DIRECTIONS FOR THIS TASK: Retype the passage of the state constitution text word for word, between "7. No money" and "than one year.", inclusive.
* START PAGE TEXT *
2. The legislature shall pass such laws to prevent the evil practice of duelling as they may deem necessary, and may require all officers, before they enter on the duties of their respective offices, to take the following oath or affirmation: "I do solemnly swear (or affirm, as the case may be) that I have not been engaged in a duel, by sending or accepting a challenge to fight a duel, or by fighting a duel since the first day of January, in the year of our Lord one thousand eight hundred and thirtythree, nor will I be so engaged during my continuance in office. So help me God."

3. Treason against the state shall consist only in levying war against it, or in adhering to its enemies, giving them aid and comfort. No person shall be convicted of treason, unless on the testimony of two witnesses to the same overt act, or his own confession in open court.

4. Every person shall be disqualified from holding an office or place of honour or profit under the authority of this state, who shall be convicted of having given or offered any bribe to procure his election. Laws shall be made to exclude from office and from suffrage those who shall thereafter be convicted of bribery, perjury, forgery, or other high crimes or misdemeanors. The privilege of free suffrage shall be supported by laws regulating elections, and prohibiting, under adequate penalties, all undue influence therein, from power, bribery, tumult, or other improper conduct.

5. No person who denies the being of a God, or a future state of rewards and punishments, shall hold any office in the civil department of this state.

6. No law of a general nature, unless otherwise provided for, shall be enforced until sixty days after the passage thereof.

7. No money shall be drawn from the treasury but in consequence of an appropriation made by law, nor shall any appropriation of money for the support of an army be made for a longer term than one year.

8. No money from the treasurer shall be appropriated to objects of internal improvement, unless a bill for that purpose be approved by two-thirds of both branches of the legislature; and a regular statement and account of the receipts and expenditures of public moneys shall be published annually.
* END PAGE TEXT *
* START DATASET EXTRACT *
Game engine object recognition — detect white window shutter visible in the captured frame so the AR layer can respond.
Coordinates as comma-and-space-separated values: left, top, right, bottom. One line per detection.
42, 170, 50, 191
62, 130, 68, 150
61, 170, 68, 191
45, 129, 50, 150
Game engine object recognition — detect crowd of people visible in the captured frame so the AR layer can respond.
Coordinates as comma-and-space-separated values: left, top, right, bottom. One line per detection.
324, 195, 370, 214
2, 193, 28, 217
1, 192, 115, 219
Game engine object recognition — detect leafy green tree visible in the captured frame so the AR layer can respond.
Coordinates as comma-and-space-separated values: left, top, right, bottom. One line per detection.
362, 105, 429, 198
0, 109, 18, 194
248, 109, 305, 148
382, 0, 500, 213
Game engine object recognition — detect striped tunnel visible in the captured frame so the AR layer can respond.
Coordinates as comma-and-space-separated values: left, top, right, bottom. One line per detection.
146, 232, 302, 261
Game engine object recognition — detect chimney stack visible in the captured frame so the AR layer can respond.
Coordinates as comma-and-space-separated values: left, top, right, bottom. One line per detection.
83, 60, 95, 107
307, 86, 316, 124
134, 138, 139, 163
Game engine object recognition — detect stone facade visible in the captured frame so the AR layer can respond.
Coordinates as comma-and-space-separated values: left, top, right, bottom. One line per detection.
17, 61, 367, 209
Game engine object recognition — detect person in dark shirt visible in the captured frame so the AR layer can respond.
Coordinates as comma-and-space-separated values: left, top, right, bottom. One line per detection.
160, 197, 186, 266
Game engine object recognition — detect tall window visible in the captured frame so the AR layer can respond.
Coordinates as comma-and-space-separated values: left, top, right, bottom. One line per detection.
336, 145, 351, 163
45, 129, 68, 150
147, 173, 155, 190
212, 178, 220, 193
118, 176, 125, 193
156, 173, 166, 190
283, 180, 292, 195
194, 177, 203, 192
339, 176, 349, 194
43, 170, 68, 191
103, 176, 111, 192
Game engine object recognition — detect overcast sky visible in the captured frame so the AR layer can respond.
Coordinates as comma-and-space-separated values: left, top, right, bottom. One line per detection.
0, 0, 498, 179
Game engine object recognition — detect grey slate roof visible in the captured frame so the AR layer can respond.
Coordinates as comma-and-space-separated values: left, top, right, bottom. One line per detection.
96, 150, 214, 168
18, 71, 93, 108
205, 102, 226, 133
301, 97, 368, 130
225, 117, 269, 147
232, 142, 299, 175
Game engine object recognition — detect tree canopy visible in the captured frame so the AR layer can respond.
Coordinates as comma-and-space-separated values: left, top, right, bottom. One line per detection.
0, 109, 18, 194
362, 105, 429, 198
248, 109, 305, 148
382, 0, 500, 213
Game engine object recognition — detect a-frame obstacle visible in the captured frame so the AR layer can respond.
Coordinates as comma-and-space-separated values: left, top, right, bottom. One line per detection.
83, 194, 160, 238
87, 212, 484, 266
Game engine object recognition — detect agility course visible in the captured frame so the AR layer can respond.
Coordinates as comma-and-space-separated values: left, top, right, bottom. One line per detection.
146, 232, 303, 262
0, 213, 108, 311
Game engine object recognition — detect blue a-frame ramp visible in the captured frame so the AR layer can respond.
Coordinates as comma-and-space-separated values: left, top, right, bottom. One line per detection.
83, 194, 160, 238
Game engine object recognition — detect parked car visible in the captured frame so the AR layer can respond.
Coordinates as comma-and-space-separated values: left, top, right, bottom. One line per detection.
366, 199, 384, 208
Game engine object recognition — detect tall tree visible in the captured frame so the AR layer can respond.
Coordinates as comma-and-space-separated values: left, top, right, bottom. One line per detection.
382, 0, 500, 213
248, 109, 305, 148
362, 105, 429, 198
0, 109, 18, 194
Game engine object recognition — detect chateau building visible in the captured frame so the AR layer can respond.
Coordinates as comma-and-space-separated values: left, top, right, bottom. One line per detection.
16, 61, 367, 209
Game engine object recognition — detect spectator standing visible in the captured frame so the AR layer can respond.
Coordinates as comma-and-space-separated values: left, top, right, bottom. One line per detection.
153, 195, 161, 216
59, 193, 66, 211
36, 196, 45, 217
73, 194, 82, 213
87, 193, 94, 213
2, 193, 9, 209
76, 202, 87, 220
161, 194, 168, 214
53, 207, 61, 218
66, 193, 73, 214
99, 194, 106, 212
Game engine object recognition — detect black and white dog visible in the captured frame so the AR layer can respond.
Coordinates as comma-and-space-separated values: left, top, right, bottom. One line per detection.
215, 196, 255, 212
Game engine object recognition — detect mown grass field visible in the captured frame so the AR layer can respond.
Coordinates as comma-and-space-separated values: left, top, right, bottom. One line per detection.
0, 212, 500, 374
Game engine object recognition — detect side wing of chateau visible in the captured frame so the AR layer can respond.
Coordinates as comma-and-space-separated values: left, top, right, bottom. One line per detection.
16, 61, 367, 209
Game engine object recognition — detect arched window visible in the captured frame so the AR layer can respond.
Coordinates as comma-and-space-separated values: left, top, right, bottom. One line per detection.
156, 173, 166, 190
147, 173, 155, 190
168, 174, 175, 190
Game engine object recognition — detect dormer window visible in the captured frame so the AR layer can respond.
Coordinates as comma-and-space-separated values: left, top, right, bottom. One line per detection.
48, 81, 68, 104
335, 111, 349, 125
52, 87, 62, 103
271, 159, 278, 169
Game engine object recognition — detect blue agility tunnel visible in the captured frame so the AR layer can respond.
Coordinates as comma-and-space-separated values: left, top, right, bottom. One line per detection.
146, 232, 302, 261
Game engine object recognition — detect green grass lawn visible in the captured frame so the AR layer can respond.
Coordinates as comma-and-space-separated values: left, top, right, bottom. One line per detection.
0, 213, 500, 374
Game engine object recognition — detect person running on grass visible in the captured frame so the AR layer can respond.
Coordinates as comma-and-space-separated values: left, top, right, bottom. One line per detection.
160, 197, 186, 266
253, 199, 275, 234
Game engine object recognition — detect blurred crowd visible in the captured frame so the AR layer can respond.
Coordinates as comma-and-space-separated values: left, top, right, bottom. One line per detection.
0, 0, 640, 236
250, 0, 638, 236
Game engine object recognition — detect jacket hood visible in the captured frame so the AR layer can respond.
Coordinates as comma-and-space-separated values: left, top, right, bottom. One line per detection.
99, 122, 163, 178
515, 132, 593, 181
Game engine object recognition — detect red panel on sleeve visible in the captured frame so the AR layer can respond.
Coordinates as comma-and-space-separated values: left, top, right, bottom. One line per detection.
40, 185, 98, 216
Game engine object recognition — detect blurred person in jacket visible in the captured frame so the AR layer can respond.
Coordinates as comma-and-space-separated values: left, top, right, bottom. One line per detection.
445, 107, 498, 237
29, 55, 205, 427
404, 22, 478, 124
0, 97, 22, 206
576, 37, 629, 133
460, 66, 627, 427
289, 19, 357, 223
* END DATASET EXTRACT *
REPLY:
7. No money shall be drawn from the treasury but in consequence of an appropriation made by law, nor shall any appropriation of money for the support of an army be made for a longer term than one year.